Exercise instructions. Each record must appear in the answer exactly as given.

Material for the task.
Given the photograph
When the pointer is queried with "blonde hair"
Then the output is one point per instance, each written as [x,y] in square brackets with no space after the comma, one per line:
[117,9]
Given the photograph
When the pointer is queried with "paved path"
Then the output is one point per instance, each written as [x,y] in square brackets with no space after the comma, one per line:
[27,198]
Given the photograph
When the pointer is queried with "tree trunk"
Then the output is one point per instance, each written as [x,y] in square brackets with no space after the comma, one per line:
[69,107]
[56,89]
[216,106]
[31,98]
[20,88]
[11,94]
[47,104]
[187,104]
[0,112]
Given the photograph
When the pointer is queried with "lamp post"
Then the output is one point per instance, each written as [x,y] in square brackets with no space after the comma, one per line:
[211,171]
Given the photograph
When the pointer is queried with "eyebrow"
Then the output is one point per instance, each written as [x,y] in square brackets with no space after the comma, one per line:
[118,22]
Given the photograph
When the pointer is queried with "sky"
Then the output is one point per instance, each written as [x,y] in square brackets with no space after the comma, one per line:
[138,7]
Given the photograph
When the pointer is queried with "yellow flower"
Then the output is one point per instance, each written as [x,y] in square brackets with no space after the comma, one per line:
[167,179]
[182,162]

Written reply.
Given the photograph
When the pointer is queried with "blonde hair"
Then the output is one point per instance, each written as [x,y] in square brackets with no space after the comma, one per line:
[117,9]
Given the photograph
When the pointer is queried with "paved path"
Then the output is one point per instance, each written as [x,y] in square brackets with no space after the comma, one per line:
[27,198]
Given the photograph
When the pointer is queried with "tree trunk"
Then the output is one point per instance, each written as [x,y] in square brackets with no space after the comma, one per line:
[69,107]
[56,89]
[216,106]
[31,98]
[20,88]
[11,94]
[47,104]
[187,104]
[0,112]
Given the photograph
When the pointer is queried with "lamp post"
Then the output is one point per instance, each written as [x,y] in square brackets with no space after the comma, one per line:
[211,171]
Given the photograph
When the pointer is queried with "eyebrow"
Then the output is one point per instance, each written as [x,y] in square brackets with no space after the comma, one per line:
[118,22]
Given the photograph
When the pointer is queried with "sky"
Then the output is one point per instance, each written as [x,y] in square brackets with no space after the comma, one per line:
[138,7]
Given the photograph
When the pointer is queried with "yellow flower"
Then the output is one point per instance, each written as [x,y] in square brackets with no space after the comma, one per line:
[167,179]
[182,162]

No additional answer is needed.